### Zu lesender Auszug ###
Bislang war Eurogendfor nur in Bosnien und Herzegowina, in Afghanistan und Haiti im Einsatz. Das Engagement der Europäischen Gendarmerie gelte allein Ländern, die sich ausserhalb der Union befänden, sagt denn auch Eurogendfor-Sprecher Armando Sisinni. Bedenklich ist allerdings, dass Eurogendfor von keinem Parlament überwacht wird. Sie untersteht einzig und allein einem Rat von Innen- und VerteidigungsministerInnen der beteiligten Staaten. Und wer sollte diesen Rat daran hindern, die europäischen Gendarmen bei Bedarf in ein EU-Land zu entsenden? Letztlich ist es eine Frage des politischen Willens, wie, wann und wo Streitkräfte und Polizeieinheiten eingesetzt werden.

Tatsache ist, dass der Lissaboner Vertrag der EU eine Solidaritätsklausel enthält, die einen solchen Einsatz rechtfertigen könnte (vgl. «Solidaritätsklausel der EU» im Anschluss an diesen Text). Die EU verfügt also theoretisch über Möglichkeiten, im Fall von Unruhen sowohl polizeiliche Spezialkräfte wie auch Militärs in EU-Länder zu entsenden; Einsatzkräfte, die dann vorher möglicherweise in Schnöggersburg ihren letzten Schliff erhalten haben.

Momentan beschränken sich die europäischen Regierungen allerdings darauf, die polizeiliche Kooperation punkto «Kontrolle von Menschenansammlungen» und «Bekämpfung von Aufruhr» zu verstärken. In der Antwort auf eine Anfrage der Fraktion Die Linke an die deutsche Bundesregierung war zu erfahren, dass allein die deutsche Bundespolizei zwischen 2010 und 2013 an 73 gemeinsamen Übungen mit ausländischen Sicherheitskräften teilgenommen hat. Auffällig oft wurden dabei Situationen wie Hausbesetzungen und Demonstrationen geübt.
###
Zu bearbeitende Aufgabe:
Extrahieren Sie aus dem Auszug über Eurogendfor wörtlich den Abschnitt, der mit den Worten „Bislang war Eurogendfor“ beginnt und mit „Polizeieinheiten eingesetzt werden.“ endet. Als Grundlage dient ausschließlich der obige Auszug.
### Bereitgestellte Daten ###
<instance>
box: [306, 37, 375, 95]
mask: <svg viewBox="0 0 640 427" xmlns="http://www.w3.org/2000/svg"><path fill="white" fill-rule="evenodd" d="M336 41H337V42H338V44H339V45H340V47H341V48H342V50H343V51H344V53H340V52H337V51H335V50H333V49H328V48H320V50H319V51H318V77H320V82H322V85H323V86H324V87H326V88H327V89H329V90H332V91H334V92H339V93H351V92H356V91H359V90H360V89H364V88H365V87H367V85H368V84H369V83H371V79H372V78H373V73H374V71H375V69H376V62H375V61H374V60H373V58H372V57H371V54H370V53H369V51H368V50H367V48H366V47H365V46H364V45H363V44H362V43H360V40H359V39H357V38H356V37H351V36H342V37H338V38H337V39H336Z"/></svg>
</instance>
###
Antwortfeld:
Bislang war Eurogendfor nur in Bosnien und Herzegowina, in Afghanistan und Haiti im Einsatz. Das Engagement der Europäischen Gendarmerie gelte allein Ländern, die sich ausserhalb der Union befänden, sagt denn auch Eurogendfor-Sprecher Armando Sisinni. Bedenklich ist allerdings, dass Eurogendfor von keinem Parlament überwacht wird. Sie untersteht einzig und allein einem Rat von Innen- und VerteidigungsministerInnen der beteiligten Staaten. Und wer sollte diesen Rat daran hindern, die europäischen Gendarmen bei Bedarf in ein EU-Land zu entsenden? Letztlich ist es eine Frage des politischen Willens, wie, wann und wo Streitkräfte und Polizeieinheiten eingesetzt werden.